= Punjab Boundary Force =

The Punjab Boundary Force was an ad hoc military force to restore law and order during the communal carnages of the partition of India in the Punjab. The force was based on the 4th Indian Division and commanded by Maj Gen T.W. Rees. The force was unable to execute its task successfully and it was disbanded so that the newly formed dominion armies of India and Pakistan could take charge of the situation.

==Composition==
The Force had approximately 15 Indian and 10 Pakistani battalions, and comprised 5th Indian Infantry Brigade, 11th Indian Infantry Brigade of the division and three additional brigades, namely the 14th Parachute Brigade (which became part of the Pakistan Army), 43rd Indian Lorried Infantry Brigade (ex 1st Armoured Division), and 114th Indian Infantry Brigade. The 50th Parachute Brigade and 77th Parachute Brigade (both formerly with 2nd Airborne Division), as well as the 123rd Indian Infantry Brigade, were attached to the Force.

==Formation and disbandment==
The Boundary Force was established on July 17, 1947, with its headquarters at Lahore. It became operational on August 1, 1947, but was disbanded on September 1 because of its ineffectiveness in controlling the riots breaking out in consequence of Partition.

Maj Gen Rees was provided Brig D.S. Brar and Brig M. Ayub Khan (who later became field marshal and President of Pakistan) from India and Pakistan respectively as "Military Advisors". He was later provided Brig K.S. Thimayya (India) and Brig Nazir Ahmed (Pakistan) as "Alternate Military Advisors". However, Gen Rees refused to heed advice from his advisors, which led to his being criticised; he rebuked Thimayya that he was not going to take advice from him being ten years his senior. In addition, Rees was criticised by politicians from both sides.

In the 25 August meeting of the Joint Defence Council at Lahore, Gen Rees stated that the Boundary Force was fatigued and their mood explosive. The British officers, he said, had done their best and the situation was beyond salvation. He further recommended that the two dominions now take responsibility for the security of refugees on their respective sides of the border. After Rees handed over, Major General K. S. Thimayya reportedly took over command of the Boundary Force.

Recorded data →
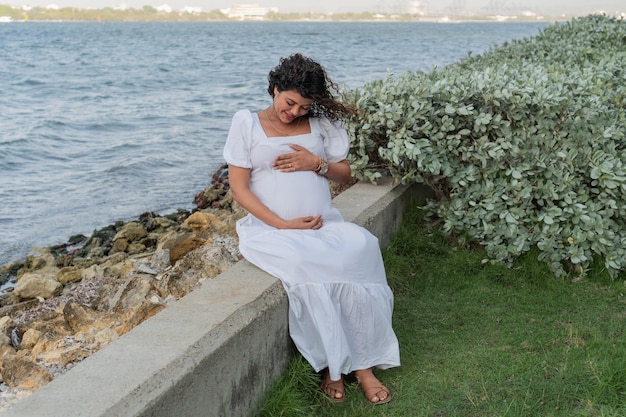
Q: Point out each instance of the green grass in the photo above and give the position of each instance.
(481, 339)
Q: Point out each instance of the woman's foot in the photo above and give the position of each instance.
(374, 390)
(334, 390)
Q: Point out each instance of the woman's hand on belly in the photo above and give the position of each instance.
(299, 160)
(306, 222)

Required action → In the text on the Punjab Boundary Force, on what date did the force become operational?

Solved exercise → August 1, 1947